* [EXCERPTED TEXT]:
__________________________________________________

| PHILIP TREACY
GOES WHERE NO HAT DESIGNER HAS GONE
The
most outrageous hat maker on the planet has an
exhibit at the Cranbrook Art Museum called “When
Philip Met Isabella – Philip Treacy’s
Hats for Isabella Blow.”
The exhibit features Blow’s personal collection
of 30 Treacy hats including “Ship”
– a replica of an 18th-century French ship
with full rigging made from miniature buttons
– and “Gilbert and George,”
a pink and green head piece with lacquered ostrich
feathers named after two influential British photographers.
Also featured is “Castle,” inspired
by Ludwig of Bavaria’s palace and Blow’s
ancestral home in Cheshire, England; and “Horns,”
a black satin replica of the horns of Blow’s
flock of ancient Soays sheep. Photographs by Steven
Meisel, David LaChapelle, Juergen Teller and one
by Mario Testino of Isabella Blow wearing a Treacy’s
hat are also on display. Isabella Blow is Treacy’s
muse with ties to Vogue Magazine, Visionaire and
the Face. If you need creative inspiration or
just a hat fix, check out the exhibit that runs
from June 3rd until August 27th. Cranbrook is
located one hour outside of Detroit, Michigan.

__________________________________________________

* [GIVEN MATERIAL]:
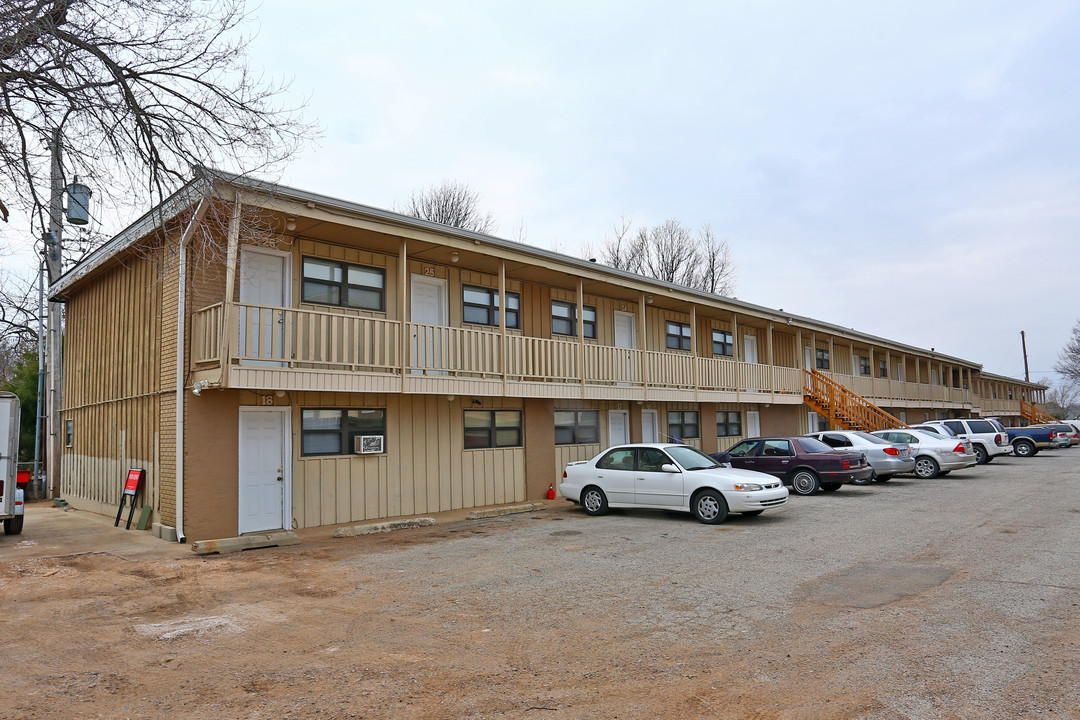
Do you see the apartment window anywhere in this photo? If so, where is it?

__________________________________________________

* [DESCRIPTION OF THE TASK]:
From the text on the Philip Treacy hat exhibit, repeat word for word the passage that begins with the words containing "Also featured is" and ends with "of Detroit, Michigan.".

* [OUTPUT]:
Also featured is “Castle,” inspired
by Ludwig of Bavaria’s palace and Blow’s
ancestral home in Cheshire, England; and “Horns,”
a black satin replica of the horns of Blow’s
flock of ancient Soays sheep. Photographs by Steven
Meisel, David LaChapelle, Juergen Teller and one
by Mario Testino of Isabella Blow wearing a Treacy’s
hat are also on display. Isabella Blow is Treacy’s
muse with ties to Vogue Magazine, Visionaire and
the Face. If you need creative inspiration or
just a hat fix, check out the exhibit that runs
from June 3rd until August 27th. Cranbrook is
located one hour outside of Detroit, Michigan.